_INSTRUCTIONS TO FOLLOW_: Turn every one of the records below into a Markdown table with the columns "Row" and "Line", giving each line its row number and leaving out any blank lines.

start LISTED RECORDS

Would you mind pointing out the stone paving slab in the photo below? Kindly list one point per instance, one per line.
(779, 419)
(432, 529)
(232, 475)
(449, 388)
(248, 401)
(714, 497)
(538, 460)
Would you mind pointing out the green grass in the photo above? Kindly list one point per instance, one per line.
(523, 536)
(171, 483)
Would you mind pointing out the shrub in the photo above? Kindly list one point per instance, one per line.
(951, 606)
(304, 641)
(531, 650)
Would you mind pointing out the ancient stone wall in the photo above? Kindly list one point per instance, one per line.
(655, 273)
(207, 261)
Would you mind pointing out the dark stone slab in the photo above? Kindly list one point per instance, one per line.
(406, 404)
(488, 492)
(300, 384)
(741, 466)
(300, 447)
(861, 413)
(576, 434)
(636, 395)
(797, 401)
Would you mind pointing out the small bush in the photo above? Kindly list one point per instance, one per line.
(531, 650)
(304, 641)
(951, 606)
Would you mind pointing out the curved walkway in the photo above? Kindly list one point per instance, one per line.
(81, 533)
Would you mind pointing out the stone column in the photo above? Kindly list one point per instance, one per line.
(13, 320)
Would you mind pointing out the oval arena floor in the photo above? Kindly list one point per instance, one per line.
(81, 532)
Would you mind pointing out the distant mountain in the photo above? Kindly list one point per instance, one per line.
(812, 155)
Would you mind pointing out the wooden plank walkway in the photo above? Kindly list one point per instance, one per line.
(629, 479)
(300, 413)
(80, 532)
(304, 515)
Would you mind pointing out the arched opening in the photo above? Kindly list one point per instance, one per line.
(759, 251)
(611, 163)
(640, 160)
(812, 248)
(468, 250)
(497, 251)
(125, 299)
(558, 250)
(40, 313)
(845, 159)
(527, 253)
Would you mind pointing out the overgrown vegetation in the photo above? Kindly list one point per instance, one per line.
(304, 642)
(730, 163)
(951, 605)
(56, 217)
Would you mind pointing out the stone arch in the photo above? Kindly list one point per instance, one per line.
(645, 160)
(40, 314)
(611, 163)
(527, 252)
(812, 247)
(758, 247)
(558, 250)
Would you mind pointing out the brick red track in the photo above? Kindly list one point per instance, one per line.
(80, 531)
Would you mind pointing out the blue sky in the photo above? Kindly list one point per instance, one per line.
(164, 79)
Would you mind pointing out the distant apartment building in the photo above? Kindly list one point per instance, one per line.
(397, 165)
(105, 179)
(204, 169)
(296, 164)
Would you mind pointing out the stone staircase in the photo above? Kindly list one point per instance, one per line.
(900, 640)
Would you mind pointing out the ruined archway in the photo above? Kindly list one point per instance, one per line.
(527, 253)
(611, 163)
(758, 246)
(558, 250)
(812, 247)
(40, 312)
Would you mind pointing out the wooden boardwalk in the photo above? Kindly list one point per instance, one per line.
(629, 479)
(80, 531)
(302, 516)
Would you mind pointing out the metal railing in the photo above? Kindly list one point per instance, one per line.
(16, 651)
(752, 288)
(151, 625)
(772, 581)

end LISTED RECORDS

_WORKED SOLUTION_:
| Row | Line |
|---|---|
| 1 | Would you mind pointing out the stone paving slab in the photo below? Kindly list one point per instance, one per line. |
| 2 | (779, 419) |
| 3 | (432, 529) |
| 4 | (232, 475) |
| 5 | (449, 388) |
| 6 | (248, 401) |
| 7 | (714, 497) |
| 8 | (538, 460) |
| 9 | Would you mind pointing out the green grass in the photo above? Kindly list one point per instance, one per line. |
| 10 | (523, 536) |
| 11 | (171, 483) |
| 12 | Would you mind pointing out the shrub in the photo above? Kindly list one point per instance, one per line. |
| 13 | (951, 606) |
| 14 | (304, 641) |
| 15 | (531, 650) |
| 16 | Would you mind pointing out the ancient stone wall in the photo above? Kindly list one point per instance, one per line. |
| 17 | (655, 273) |
| 18 | (207, 261) |
| 19 | Would you mind pointing out the dark stone slab in the photo above? Kindly list one point per instance, one per line. |
| 20 | (406, 404) |
| 21 | (488, 492) |
| 22 | (300, 384) |
| 23 | (741, 466) |
| 24 | (300, 447) |
| 25 | (861, 413) |
| 26 | (576, 434) |
| 27 | (636, 395) |
| 28 | (797, 401) |
| 29 | Would you mind pointing out the small bush in the photo above? Kindly list one point per instance, one per line. |
| 30 | (531, 650) |
| 31 | (304, 641) |
| 32 | (951, 606) |
| 33 | Would you mind pointing out the curved walkway in the photo above? Kindly list one point per instance, one per line. |
| 34 | (81, 533) |
| 35 | Would you mind pointing out the stone column in the photo above? Kindly list one point per instance, one per line. |
| 36 | (13, 320) |
| 37 | Would you mind pointing out the oval arena floor in the photo above? Kindly list one point per instance, one per line. |
| 38 | (81, 532) |
| 39 | Would you mind pointing out the distant mountain in the photo above? Kindly list one point per instance, one per line. |
| 40 | (812, 155) |
| 41 | Would you mind pointing out the wooden plank walkway in the photo above? Kindly list one point per instance, one per line. |
| 42 | (629, 479) |
| 43 | (300, 413) |
| 44 | (80, 532) |
| 45 | (304, 515) |
| 46 | Would you mind pointing out the arched opening in the photo above? Kindly list one point per instance, one per line. |
| 47 | (759, 251) |
| 48 | (611, 163) |
| 49 | (640, 160) |
| 50 | (812, 248) |
| 51 | (468, 250) |
| 52 | (497, 251) |
| 53 | (125, 299) |
| 54 | (558, 250) |
| 55 | (40, 313) |
| 56 | (845, 159) |
| 57 | (527, 253) |
| 58 | Would you mind pointing out the overgrown vegetation in the photo above? Kindly list one point per instance, one per line. |
| 59 | (304, 642) |
| 60 | (730, 163) |
| 61 | (951, 605) |
| 62 | (56, 217) |
| 63 | Would you mind pointing out the stone arch in the photo above? Kindly list one point per instance, one per line. |
| 64 | (645, 160) |
| 65 | (40, 314) |
| 66 | (611, 163) |
| 67 | (527, 252) |
| 68 | (812, 247) |
| 69 | (758, 247) |
| 70 | (558, 250) |
| 71 | Would you mind pointing out the brick red track in the photo above? Kindly list one point per instance, one per line. |
| 72 | (80, 531) |
| 73 | Would you mind pointing out the blue sky in the photo above? Kindly list one point per instance, one per line. |
| 74 | (164, 79) |
| 75 | Would you mind pointing out the distant apartment building in the photo above? Kindly list one point per instance, one per line. |
| 76 | (397, 165) |
| 77 | (105, 179) |
| 78 | (204, 169) |
| 79 | (296, 164) |
| 80 | Would you mind pointing out the stone staircase in the photo above? Kindly list one point per instance, one per line. |
| 81 | (900, 640) |
| 82 | Would you mind pointing out the ruined archway in the photo above? Kindly list one point per instance, one per line. |
| 83 | (527, 253) |
| 84 | (611, 163) |
| 85 | (758, 246) |
| 86 | (558, 250) |
| 87 | (812, 247) |
| 88 | (40, 312) |
| 89 | Would you mind pointing out the wooden boardwalk in the photo above? Kindly list one point per instance, one per line. |
| 90 | (629, 479) |
| 91 | (80, 531) |
| 92 | (302, 516) |
| 93 | Would you mind pointing out the metal railing in the photo above? Kindly list one point per instance, one per line. |
| 94 | (16, 651) |
| 95 | (752, 288) |
| 96 | (151, 625) |
| 97 | (772, 581) |